#### [What is needed]
Please count the lines in the data below that contain the string "surface" and reply with only that number.

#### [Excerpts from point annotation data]
====

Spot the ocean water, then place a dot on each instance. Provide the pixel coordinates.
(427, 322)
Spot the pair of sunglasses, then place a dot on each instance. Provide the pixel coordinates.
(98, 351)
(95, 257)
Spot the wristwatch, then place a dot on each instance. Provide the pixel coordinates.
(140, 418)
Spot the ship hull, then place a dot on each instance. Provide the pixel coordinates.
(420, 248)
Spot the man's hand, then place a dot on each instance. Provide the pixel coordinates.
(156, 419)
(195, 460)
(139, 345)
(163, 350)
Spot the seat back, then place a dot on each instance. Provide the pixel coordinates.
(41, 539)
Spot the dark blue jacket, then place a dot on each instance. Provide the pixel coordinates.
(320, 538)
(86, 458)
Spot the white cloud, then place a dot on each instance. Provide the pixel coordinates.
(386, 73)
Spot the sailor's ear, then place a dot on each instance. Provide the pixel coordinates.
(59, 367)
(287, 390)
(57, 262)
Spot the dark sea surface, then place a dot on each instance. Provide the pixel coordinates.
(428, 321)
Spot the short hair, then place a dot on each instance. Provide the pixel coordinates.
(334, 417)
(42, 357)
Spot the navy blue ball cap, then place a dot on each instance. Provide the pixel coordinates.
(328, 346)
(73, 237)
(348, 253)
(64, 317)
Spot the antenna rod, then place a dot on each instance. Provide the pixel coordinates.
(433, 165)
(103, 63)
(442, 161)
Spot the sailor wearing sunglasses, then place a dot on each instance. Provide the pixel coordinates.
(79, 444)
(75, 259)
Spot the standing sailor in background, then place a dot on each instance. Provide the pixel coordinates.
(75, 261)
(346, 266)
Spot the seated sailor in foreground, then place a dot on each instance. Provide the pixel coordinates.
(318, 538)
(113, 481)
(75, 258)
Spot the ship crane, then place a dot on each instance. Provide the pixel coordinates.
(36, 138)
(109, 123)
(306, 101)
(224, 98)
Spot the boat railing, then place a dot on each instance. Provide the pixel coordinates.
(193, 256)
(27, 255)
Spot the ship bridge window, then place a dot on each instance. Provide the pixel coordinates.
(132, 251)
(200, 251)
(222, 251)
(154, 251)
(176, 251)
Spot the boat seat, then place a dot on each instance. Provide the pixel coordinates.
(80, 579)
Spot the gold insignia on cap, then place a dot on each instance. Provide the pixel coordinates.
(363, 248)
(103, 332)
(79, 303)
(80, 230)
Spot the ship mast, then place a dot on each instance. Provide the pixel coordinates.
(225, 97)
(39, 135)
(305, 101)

====

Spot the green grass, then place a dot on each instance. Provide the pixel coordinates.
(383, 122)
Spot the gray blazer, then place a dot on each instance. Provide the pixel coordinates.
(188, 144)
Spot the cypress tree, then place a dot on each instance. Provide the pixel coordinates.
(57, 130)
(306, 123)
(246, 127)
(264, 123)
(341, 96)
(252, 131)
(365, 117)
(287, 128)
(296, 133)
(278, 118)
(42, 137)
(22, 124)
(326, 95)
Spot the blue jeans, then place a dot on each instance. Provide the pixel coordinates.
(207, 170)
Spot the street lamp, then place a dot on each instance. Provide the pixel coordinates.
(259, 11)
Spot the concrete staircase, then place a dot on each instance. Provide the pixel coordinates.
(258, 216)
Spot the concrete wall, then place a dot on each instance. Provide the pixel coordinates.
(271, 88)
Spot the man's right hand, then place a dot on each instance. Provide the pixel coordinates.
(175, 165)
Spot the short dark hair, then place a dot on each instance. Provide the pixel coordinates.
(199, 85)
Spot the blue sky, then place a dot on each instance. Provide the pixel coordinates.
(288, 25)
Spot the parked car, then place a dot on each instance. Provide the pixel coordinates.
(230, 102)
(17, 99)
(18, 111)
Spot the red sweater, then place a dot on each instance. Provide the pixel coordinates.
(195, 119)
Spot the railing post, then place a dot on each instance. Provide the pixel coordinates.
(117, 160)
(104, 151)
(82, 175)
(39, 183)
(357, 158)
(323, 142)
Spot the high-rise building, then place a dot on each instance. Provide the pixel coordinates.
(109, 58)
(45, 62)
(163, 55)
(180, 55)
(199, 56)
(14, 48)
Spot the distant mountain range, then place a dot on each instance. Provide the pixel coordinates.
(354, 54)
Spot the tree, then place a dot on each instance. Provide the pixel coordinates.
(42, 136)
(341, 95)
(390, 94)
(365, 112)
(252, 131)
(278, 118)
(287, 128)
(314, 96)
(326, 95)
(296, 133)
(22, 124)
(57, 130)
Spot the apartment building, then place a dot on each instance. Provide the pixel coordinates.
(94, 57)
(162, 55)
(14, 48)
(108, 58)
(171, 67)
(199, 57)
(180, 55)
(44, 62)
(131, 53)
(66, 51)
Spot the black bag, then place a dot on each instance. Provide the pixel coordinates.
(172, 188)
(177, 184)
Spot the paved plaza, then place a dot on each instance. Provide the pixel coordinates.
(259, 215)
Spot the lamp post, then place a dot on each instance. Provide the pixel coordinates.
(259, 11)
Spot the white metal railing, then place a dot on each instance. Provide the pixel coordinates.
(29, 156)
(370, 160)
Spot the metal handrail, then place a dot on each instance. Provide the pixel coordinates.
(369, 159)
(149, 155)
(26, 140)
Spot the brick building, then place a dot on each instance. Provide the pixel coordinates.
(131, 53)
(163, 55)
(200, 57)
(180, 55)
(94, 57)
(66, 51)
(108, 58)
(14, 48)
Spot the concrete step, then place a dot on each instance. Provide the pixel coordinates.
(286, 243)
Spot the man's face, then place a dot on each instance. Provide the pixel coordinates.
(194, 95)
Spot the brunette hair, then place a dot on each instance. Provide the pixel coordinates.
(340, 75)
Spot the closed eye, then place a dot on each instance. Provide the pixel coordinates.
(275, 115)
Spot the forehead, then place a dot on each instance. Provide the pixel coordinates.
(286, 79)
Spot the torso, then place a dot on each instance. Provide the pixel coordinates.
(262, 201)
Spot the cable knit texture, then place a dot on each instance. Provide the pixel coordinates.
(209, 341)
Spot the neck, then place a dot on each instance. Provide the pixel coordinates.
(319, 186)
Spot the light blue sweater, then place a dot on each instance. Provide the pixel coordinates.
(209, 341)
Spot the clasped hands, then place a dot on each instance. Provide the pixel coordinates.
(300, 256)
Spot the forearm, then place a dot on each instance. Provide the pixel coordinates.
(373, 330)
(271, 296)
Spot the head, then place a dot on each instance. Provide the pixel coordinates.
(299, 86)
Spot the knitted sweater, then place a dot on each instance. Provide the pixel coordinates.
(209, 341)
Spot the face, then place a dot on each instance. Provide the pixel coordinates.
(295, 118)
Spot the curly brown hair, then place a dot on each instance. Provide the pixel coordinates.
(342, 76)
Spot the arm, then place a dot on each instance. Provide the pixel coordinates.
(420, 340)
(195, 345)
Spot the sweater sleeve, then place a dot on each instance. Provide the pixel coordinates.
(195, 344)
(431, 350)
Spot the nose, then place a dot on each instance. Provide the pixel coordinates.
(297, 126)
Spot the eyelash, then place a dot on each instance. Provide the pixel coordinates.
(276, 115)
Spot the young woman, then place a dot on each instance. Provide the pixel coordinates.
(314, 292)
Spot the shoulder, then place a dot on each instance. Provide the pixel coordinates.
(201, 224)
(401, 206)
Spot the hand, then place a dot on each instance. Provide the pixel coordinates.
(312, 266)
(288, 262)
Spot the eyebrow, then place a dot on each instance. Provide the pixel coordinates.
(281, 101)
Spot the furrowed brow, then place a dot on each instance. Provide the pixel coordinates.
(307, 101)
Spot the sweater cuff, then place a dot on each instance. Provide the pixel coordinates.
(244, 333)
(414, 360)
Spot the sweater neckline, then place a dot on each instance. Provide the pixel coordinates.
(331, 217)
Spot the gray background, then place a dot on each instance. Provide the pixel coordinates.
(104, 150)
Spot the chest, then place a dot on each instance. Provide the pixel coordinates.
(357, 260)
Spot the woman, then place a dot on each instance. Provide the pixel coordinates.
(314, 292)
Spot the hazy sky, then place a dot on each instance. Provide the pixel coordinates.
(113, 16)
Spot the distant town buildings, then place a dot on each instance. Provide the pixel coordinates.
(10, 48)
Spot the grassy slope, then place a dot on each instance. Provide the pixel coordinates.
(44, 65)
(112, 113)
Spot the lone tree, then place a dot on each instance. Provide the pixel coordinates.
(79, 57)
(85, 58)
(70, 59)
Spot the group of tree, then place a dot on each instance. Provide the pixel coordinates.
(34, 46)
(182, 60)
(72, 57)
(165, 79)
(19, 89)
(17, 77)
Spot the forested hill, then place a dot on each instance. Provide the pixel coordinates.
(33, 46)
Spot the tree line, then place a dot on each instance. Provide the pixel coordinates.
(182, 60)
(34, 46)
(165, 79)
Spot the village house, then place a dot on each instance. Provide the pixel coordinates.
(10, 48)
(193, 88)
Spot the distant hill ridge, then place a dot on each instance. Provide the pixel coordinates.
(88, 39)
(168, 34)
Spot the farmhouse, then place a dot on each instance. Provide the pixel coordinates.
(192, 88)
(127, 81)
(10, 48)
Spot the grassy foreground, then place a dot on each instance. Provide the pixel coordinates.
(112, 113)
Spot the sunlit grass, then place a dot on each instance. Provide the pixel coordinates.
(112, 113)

====

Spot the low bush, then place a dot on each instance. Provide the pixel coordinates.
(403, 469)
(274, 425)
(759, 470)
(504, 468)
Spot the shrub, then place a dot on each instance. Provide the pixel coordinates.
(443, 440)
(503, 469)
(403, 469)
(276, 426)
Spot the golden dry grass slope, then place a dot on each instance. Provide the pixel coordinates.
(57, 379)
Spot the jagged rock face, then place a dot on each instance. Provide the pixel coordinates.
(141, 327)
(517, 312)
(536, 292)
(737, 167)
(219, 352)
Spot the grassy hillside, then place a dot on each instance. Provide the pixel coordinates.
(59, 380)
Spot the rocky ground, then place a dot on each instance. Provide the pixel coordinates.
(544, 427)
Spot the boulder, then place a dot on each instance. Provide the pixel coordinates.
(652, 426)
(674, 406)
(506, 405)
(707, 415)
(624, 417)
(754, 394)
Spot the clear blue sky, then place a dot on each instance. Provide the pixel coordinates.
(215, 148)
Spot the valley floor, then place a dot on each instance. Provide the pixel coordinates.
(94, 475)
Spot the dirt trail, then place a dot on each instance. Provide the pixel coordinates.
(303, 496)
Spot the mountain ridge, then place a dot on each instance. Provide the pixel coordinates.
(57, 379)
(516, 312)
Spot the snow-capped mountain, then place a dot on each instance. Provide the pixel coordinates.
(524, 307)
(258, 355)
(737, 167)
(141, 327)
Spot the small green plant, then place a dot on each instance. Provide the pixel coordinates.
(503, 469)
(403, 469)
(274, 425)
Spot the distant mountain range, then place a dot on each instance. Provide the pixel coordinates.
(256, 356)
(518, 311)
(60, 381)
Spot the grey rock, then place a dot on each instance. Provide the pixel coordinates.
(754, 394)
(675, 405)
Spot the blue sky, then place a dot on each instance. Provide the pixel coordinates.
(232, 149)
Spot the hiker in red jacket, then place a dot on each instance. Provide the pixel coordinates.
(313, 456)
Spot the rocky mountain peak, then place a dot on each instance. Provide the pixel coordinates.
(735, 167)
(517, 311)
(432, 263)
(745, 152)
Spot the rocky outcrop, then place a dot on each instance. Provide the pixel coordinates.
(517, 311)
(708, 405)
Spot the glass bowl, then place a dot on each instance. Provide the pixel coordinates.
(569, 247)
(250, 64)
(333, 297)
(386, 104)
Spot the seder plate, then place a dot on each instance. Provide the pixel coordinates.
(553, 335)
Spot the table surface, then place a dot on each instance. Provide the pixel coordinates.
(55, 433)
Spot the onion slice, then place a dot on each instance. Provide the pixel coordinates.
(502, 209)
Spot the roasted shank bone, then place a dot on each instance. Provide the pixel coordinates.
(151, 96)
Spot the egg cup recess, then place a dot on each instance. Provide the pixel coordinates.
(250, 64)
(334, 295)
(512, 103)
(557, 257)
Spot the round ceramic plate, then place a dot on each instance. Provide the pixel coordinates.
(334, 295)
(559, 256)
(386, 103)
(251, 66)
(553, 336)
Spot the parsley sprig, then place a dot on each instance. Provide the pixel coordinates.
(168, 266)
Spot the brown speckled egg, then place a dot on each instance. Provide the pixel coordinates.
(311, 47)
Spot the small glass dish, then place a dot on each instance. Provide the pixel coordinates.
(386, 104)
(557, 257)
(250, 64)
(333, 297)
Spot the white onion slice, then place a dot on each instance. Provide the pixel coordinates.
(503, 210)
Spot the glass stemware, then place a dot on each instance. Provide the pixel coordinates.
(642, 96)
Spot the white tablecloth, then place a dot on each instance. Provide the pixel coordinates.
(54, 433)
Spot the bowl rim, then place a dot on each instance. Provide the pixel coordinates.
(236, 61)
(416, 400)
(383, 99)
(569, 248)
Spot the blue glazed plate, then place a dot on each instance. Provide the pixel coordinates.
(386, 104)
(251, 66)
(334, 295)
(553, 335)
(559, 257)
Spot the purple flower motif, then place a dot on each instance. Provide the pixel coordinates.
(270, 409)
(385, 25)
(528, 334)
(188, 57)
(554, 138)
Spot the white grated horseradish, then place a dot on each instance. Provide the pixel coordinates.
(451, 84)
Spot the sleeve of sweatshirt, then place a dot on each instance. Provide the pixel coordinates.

====

#### [Result]
2